◆ EXERCISE
Copy out the items below, putting "shrub" wherever "tree" appears and changing nothing else.

◆ TASK INPUTS
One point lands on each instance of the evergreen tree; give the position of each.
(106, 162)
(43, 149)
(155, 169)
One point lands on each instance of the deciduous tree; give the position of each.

◆ FINAL ANSWER
One point lands on each instance of the evergreen shrub; give the position of each.
(106, 162)
(43, 149)
(155, 169)
One point lands on each instance of the deciduous shrub; give the position of each.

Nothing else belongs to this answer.